_Document excerpt_:
Here’s another sign of the new-found maturity of the Hyundai brand: the firm is now employing designers with the talent to create cars as handsome and contemporary looking as any in the mass market. The i40 is proof of that.

Unfortunately, they’re also the kind of designers who gush in largely meaningless terms about the inspiration behind their work. ‘Fluidic sculpture’ is how those designers describe the philosophy behind Hyundai’s current crop of cars.

The i40 has its own, distinct visual identity

In the i40’s case, the creases in the bodywork are supposed to remind you of water flowing over rocks. The car’s headlights are inspired by “the eyes of a falcon”, they say, and the sculpted flanks by “desert sand dunes at dusk”. Both of these areas have been toned down significantly since the 2015 facelift, giving the i40 a subtler presence.

Leaving all of that nonsense to one side, what really matters is that the i40 has its own, distinct visual identity. European tastes have been taken into account, and Europe gets its own version of the car, designed and engineered for us and us alone.

Unusually, sales began with the five-door Tourer version, half-way between an estate car and a hatchback, but now a four-door saloon has joined the range.


Hyundai i40 interior

Hyundai clearly understands what most families want from an affordable everyday holdall. In the i40, it has delivered a roomy car made of robust materials and fitted with plenty of standard equipment.

This cabin is appealing, and not at all budget-flavoured. It's also comfortable, simple and easy to live with. Hyundai claims that you’ll find more shoulder space and headroom in the front seats of an i40 than you will in a Ford Mondeo.

The car’s primary ergonomics are faultless

To our testers the car felt slightly smaller than that suggests, the driver’s seat in particular seeming a little too high-set for the very tall. But apart from that, the car’s primary ergonomics are faultless, with plenty of reach and rake adjustment on the steering column and three well positioned pedals.

_What to do_:
Copy the passage from the Hyundai i40 text that opens with "Leaving all of" and closes with "joined the range.", changing "saloon" to "sedan".

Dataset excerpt
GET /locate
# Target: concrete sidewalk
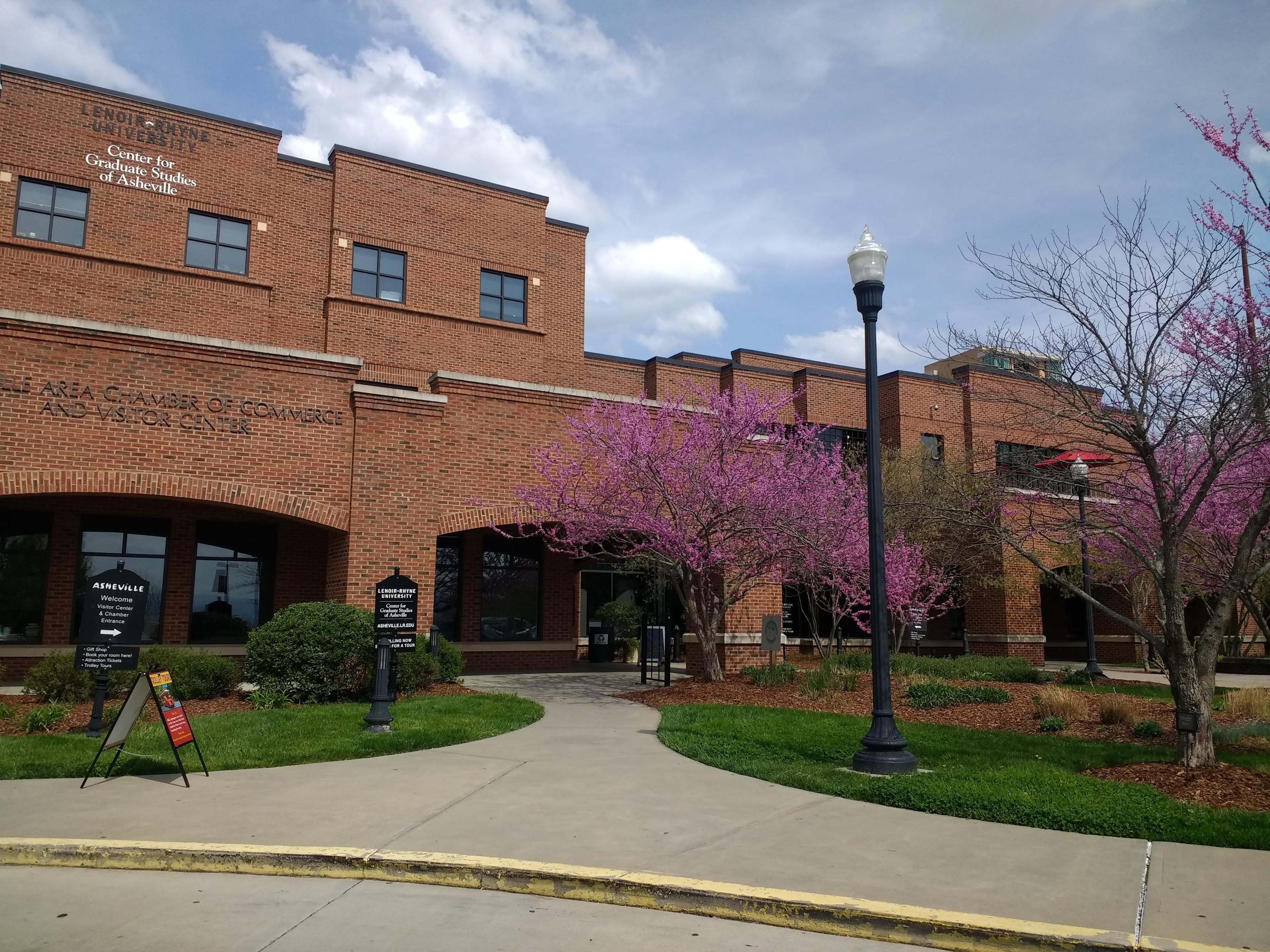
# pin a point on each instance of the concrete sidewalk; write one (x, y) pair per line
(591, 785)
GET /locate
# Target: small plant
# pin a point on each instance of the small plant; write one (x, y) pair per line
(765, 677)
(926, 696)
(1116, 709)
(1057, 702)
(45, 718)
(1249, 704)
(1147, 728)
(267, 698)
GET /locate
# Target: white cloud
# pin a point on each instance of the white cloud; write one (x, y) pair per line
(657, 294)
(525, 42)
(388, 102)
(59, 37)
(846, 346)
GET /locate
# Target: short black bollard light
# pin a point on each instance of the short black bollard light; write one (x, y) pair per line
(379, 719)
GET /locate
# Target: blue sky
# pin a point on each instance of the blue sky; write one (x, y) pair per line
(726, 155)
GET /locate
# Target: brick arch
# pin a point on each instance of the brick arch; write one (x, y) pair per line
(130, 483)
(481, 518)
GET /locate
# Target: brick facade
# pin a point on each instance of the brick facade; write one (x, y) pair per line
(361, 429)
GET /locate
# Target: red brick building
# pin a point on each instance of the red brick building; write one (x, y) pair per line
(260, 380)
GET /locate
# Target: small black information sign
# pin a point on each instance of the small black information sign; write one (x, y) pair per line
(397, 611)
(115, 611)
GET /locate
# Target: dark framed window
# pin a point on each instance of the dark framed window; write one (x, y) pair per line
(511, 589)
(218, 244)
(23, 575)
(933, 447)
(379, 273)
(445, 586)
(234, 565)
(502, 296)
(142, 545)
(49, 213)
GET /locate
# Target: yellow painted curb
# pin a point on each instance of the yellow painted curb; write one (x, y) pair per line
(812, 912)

* * *

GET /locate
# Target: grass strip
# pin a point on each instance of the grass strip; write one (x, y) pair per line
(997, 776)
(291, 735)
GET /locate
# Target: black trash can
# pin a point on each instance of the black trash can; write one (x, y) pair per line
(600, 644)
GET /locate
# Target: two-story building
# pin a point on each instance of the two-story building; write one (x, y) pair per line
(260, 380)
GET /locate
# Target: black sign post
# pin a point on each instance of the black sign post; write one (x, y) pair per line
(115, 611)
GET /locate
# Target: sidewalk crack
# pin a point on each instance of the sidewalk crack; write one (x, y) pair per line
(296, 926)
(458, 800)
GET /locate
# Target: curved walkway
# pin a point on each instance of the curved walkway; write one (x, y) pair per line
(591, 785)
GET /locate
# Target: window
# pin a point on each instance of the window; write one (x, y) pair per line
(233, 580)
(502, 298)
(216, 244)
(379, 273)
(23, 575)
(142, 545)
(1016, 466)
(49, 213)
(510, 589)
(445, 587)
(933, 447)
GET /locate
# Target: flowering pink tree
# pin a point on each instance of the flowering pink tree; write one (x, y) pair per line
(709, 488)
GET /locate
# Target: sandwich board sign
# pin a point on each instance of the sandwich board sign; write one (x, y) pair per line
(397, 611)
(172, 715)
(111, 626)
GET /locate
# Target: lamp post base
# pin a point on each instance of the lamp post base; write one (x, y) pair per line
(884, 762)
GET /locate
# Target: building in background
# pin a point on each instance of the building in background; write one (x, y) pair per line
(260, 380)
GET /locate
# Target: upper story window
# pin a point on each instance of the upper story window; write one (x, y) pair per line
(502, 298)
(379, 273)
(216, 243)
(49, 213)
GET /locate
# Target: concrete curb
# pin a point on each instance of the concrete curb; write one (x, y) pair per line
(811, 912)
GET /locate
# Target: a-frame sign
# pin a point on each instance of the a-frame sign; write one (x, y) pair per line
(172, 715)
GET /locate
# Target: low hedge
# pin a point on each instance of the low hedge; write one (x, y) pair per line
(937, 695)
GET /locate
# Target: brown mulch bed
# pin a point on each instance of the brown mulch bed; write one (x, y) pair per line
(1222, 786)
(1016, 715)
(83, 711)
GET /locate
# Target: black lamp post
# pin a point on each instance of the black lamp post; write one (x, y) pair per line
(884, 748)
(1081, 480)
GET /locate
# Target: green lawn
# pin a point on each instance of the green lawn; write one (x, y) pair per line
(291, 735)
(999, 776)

_Solution for this problem_:
Leaving all of that nonsense to one side, what really matters is that the i40 has its own, distinct visual identity. European tastes have been taken into account, and Europe gets its own version of the car, designed and engineered for us and us alone.

Unusually, sales began with the five-door Tourer version, half-way between an estate car and a hatchback, but now a four-door sedan has joined the range.